» Assigned task: List every person named in the news item below about the arrest of a Tufts doctoral student.

» Document section:
Key points
- US authorities have revoked the visa of the student
- Ozturk is a Fulbright Scholar and student in Tufts’ doctoral programme
- Columbia University graduate Mahmoud Khalil was also arrested in the US
ISLAMABAD: United States immigration authorities have arrested and revoked the visa of a Turkish doctoral student at Tufts University near Boston who had voiced support for Palestinians during Israel’s war in Gaza, according to media reports.
According to Al-Jazeera, her lawyer Mahsa Khanbabai said in a petition filed in Boston federal court that Rumeysa Ozturk, 30, had left her home in Somerville on Tuesday night to meet friends and break her Ramadan fast when she was arrested by Department of Homeland Security agents.
First known arrest
Ozturk’s supporters say her detention is the first known immigration arrest of a Boston-area student engaged in such activism to be carried out under President Donald Trump, media reports suggest.
Her detention also comes amid the Trump administration’s widespread crackdown on pro-Palestinian students and academics, including Palestinian activist and recent Columbia University graduate Mahmoud Khalil, according to Turkish media.
The actions have been condemned as an assault on free speech, though the Trump administration argues that certain protests can undermine US foreign policy.
According to Turkish media, the university president said that the varsity had no pre-knowledge of this incident and did not share any information with federal authorities prior to the event.
Targeting university students
The school said it is assisting Ozturk with legal resources.
“Following university protocol, the Office of University Counsel will assist in connecting the student to external legal resources should the individual request our assistance,” it said.

» Data extract:
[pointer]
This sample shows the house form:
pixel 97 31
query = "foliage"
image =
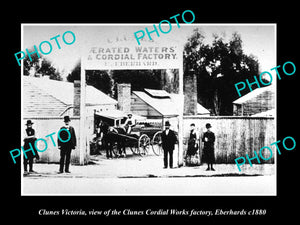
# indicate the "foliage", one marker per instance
pixel 218 67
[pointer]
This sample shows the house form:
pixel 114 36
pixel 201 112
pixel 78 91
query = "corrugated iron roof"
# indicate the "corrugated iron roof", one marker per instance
pixel 52 97
pixel 253 94
pixel 168 106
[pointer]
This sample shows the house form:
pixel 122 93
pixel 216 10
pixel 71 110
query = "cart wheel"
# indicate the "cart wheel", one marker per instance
pixel 157 143
pixel 134 148
pixel 144 145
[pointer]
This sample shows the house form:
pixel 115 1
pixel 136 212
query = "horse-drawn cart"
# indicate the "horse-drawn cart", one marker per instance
pixel 143 137
pixel 140 141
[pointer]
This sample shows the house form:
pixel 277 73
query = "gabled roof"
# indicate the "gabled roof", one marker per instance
pixel 64 91
pixel 37 102
pixel 164 106
pixel 268 113
pixel 44 97
pixel 165 103
pixel 254 94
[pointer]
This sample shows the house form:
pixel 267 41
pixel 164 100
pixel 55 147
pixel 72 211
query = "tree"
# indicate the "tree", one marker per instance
pixel 218 67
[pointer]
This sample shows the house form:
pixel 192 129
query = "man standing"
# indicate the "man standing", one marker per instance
pixel 169 139
pixel 66 142
pixel 208 149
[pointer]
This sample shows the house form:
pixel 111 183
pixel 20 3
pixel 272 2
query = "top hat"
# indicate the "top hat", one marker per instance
pixel 67 119
pixel 29 122
pixel 167 123
pixel 208 125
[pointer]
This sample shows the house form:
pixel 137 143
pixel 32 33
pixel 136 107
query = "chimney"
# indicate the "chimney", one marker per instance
pixel 76 105
pixel 124 97
pixel 190 93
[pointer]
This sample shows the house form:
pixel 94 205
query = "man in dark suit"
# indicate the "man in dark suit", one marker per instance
pixel 66 142
pixel 169 139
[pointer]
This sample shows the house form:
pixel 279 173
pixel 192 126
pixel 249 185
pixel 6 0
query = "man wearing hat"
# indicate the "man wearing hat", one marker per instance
pixel 29 139
pixel 66 147
pixel 169 139
pixel 208 149
pixel 129 123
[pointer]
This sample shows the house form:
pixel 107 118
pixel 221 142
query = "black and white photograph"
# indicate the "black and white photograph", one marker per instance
pixel 139 109
pixel 155 113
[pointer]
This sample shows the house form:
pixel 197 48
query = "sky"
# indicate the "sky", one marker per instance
pixel 258 39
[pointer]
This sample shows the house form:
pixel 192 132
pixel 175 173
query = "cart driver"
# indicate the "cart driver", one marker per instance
pixel 129 123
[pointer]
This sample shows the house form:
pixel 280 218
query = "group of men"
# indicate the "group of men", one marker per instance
pixel 65 147
pixel 168 142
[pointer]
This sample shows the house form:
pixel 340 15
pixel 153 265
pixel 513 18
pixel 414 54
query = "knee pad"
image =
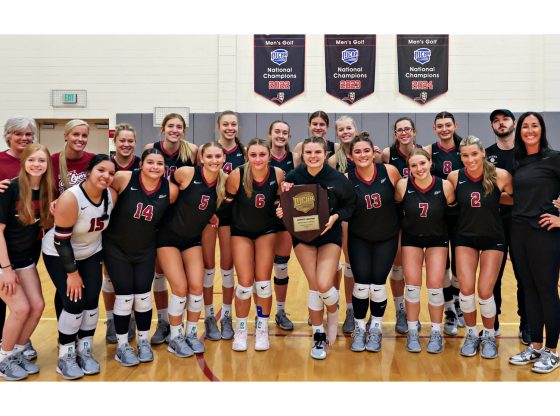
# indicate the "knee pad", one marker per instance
pixel 413 294
pixel 209 277
pixel 360 291
pixel 435 297
pixel 330 297
pixel 314 301
pixel 378 293
pixel 143 302
pixel 243 293
pixel 89 320
pixel 264 289
pixel 160 282
pixel 123 305
pixel 176 305
pixel 487 307
pixel 467 303
pixel 195 303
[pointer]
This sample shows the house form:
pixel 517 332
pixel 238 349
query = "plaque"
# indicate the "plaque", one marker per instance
pixel 306 211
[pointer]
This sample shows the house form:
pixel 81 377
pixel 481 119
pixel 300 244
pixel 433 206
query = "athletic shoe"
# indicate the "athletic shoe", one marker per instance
pixel 349 323
pixel 283 321
pixel 358 340
pixel 10 370
pixel 179 347
pixel 450 323
pixel 435 344
pixel 211 329
pixel 227 327
pixel 489 348
pixel 86 361
pixel 145 353
pixel 374 338
pixel 470 346
pixel 319 348
pixel 413 342
pixel 111 334
pixel 126 356
pixel 528 355
pixel 162 333
pixel 195 344
pixel 68 367
pixel 547 362
pixel 240 340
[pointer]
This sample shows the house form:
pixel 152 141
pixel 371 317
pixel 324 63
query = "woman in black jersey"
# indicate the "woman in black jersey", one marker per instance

» Task solution:
- Rumeysa Ozturk
- Mahsa Khanbabai
- Donald Trump
- Mahmoud Khalil